- **Exercise instructions**:
Rewrite each line of the material below with "annotators" replaced by "labelers" and nothing else changed.

## start Raw records

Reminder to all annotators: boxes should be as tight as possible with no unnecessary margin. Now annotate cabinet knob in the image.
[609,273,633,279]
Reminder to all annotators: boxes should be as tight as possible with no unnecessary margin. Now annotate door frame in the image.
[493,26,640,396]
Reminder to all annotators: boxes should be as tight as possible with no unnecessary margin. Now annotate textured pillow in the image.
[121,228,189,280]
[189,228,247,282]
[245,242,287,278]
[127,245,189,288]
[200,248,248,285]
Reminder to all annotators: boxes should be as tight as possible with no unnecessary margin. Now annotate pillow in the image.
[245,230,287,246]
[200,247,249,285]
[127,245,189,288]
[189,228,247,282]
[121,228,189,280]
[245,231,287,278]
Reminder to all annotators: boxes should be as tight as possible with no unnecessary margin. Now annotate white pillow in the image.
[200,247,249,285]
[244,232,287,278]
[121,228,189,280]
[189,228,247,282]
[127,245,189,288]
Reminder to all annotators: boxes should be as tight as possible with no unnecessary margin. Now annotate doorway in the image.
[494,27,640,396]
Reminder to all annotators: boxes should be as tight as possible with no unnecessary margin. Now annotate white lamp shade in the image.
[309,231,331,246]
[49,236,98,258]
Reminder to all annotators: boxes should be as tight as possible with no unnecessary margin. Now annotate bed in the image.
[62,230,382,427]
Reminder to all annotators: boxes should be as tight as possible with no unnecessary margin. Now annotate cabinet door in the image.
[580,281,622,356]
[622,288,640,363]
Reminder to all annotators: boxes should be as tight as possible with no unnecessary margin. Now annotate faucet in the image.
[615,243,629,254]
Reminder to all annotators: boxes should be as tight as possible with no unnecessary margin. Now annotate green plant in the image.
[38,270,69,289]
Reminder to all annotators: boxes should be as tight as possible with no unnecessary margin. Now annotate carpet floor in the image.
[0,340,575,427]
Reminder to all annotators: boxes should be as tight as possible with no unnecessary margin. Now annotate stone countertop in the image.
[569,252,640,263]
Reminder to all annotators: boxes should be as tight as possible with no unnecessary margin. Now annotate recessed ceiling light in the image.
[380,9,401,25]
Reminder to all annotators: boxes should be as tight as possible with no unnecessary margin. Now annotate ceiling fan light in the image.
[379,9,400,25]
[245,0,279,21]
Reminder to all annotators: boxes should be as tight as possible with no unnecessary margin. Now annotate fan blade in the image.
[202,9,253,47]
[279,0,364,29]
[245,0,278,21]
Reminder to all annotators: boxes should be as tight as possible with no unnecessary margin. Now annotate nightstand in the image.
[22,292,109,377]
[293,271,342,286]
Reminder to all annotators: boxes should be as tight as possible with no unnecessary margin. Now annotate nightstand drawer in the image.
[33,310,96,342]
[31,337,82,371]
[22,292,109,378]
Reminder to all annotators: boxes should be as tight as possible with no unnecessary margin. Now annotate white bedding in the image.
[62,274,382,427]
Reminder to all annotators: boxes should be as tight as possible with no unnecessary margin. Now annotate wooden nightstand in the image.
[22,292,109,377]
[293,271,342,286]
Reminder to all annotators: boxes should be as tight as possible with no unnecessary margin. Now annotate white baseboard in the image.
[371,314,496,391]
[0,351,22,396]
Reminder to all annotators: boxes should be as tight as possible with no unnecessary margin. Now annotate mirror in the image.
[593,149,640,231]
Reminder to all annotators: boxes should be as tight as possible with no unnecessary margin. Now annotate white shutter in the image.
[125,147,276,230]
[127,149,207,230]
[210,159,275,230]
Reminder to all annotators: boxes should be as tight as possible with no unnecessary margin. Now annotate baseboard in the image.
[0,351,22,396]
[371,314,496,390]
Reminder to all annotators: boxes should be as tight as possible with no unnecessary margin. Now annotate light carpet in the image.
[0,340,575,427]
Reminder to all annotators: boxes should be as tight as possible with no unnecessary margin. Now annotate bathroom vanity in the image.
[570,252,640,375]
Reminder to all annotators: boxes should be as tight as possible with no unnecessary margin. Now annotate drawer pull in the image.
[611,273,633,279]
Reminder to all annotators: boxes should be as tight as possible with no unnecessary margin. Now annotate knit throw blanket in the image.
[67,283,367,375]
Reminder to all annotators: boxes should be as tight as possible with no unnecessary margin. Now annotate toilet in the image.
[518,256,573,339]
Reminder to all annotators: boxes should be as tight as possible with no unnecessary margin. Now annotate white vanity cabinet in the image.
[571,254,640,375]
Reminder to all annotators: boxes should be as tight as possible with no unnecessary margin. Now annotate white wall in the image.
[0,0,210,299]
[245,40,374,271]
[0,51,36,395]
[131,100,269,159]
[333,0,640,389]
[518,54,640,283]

## end Raw records

- **Response below**:
Reminder to all labelers: boxes should be as tight as possible with no unnecessary margin. Now annotate cabinet knob in the image.
[609,273,633,279]
Reminder to all labelers: boxes should be as tight as possible with no unnecessary margin. Now annotate door frame in the image.
[493,26,640,396]
Reminder to all labelers: boxes should be as tight as possible with no unnecessary margin. Now annotate textured pillow in the image.
[121,228,189,280]
[189,228,247,282]
[245,242,287,278]
[127,245,189,288]
[200,248,248,285]
Reminder to all labelers: boxes should be as tight as possible with no unnecessary margin. Now annotate pillow in the image.
[245,230,287,246]
[200,247,249,285]
[127,245,189,288]
[189,228,247,282]
[121,228,189,280]
[245,231,287,278]
Reminder to all labelers: boxes should be as tight as possible with no unnecessary margin. Now annotate white pillow in the image.
[200,247,249,285]
[244,232,287,278]
[121,228,189,280]
[189,228,247,282]
[127,245,189,288]
Reminder to all labelers: boxes should be as tight as possible with no unnecessary margin. Now annotate doorway in the image.
[494,27,640,396]
Reminder to all labelers: boxes should be as tight as possible with no unnecessary margin. Now annotate white lamp shade in the image.
[309,231,331,246]
[49,236,98,258]
Reminder to all labelers: boxes should be as tight as possible with no unnecessary margin. Now annotate bed in the image.
[62,230,382,427]
Reminder to all labelers: boxes should be as tight as possible with no unnecessary margin. Now annotate cabinet door in the image.
[580,281,622,356]
[622,288,640,363]
Reminder to all labelers: boxes should be as tight as possible with no unnecessary margin. Now annotate faucet in the image.
[615,243,629,254]
Reminder to all labelers: boxes should be as tight as possible with no unnecessary margin. Now annotate green plant in the image.
[38,270,69,289]
Reminder to all labelers: boxes should be as tight as possible with no unnecessary margin. Now annotate carpet floor in the image.
[0,340,575,427]
Reminder to all labelers: boxes should be as tight as possible with no unnecessary margin. Now annotate stone countertop in the image.
[569,252,640,263]
Reminder to all labelers: boxes should be as tight as possible with no unnecessary margin. Now annotate recessed ceiling light in the image.
[380,9,401,25]
Reminder to all labelers: boxes should be as tight as possible with no unnecessary margin. Now annotate ceiling fan light in the image.
[379,9,400,25]
[245,0,279,21]
Reminder to all labelers: boxes should be as tight as possible with no unnecessary margin. Now annotate fan blade in the image.
[202,9,253,47]
[279,0,364,29]
[245,0,278,21]
Reminder to all labelers: boxes should be as tight as possible with no unnecessary margin. Now annotate nightstand in the image.
[22,292,109,377]
[293,271,342,286]
Reminder to all labelers: boxes should be as tight as possible with no unnecessary margin. Now annotate nightstand drawer in the image.
[33,310,96,342]
[31,337,82,371]
[22,292,109,378]
Reminder to all labelers: boxes should be as tight as possible with no unnecessary margin. Now annotate white bedding in the image.
[62,274,382,427]
Reminder to all labelers: boxes should be as tight as possible with no unnecessary margin. Now annotate wooden nightstand in the image.
[22,292,109,377]
[293,271,342,286]
Reminder to all labelers: boxes should be as tight as possible with no unnecessary margin. Now annotate white baseboard in the image.
[371,314,496,391]
[0,351,22,396]
Reminder to all labelers: boxes should be as tight as possible with no unnecessary margin. Now annotate mirror in the image.
[593,149,640,231]
Reminder to all labelers: boxes should be as tight as possible with no unnecessary margin. Now annotate white shutter in the image.
[125,147,276,230]
[127,149,207,230]
[210,159,275,230]
Reminder to all labelers: boxes should be as tight as possible with no unnecessary margin. Now annotate baseboard in the image.
[0,351,22,396]
[371,314,496,390]
Reminder to all labelers: boxes should be as tight as possible with no unnecessary margin. Now annotate light carpet in the image.
[0,340,575,427]
Reminder to all labelers: boxes should be as tight as possible with no unnecessary margin. Now annotate bathroom vanity in the image.
[570,252,640,375]
Reminder to all labelers: boxes should be as tight as possible with no unnecessary margin. Now annotate drawer pull in the image.
[611,273,633,279]
Reminder to all labelers: boxes should be as tight as possible with no unnecessary margin. Now annotate knit throw blanket in the image.
[67,283,367,375]
Reminder to all labelers: boxes should be as tight as possible with no unnecessary margin. Now annotate toilet in the image.
[518,256,573,339]
Reminder to all labelers: boxes should be as tight as possible with no unnecessary margin. Now annotate white vanity cabinet in the image.
[571,254,640,375]
Reminder to all labelers: boxes should be as tight as possible with no unnecessary margin. Now annotate white wall in the image.
[0,0,210,299]
[245,40,374,271]
[0,51,36,395]
[131,100,269,159]
[333,0,640,389]
[518,54,640,283]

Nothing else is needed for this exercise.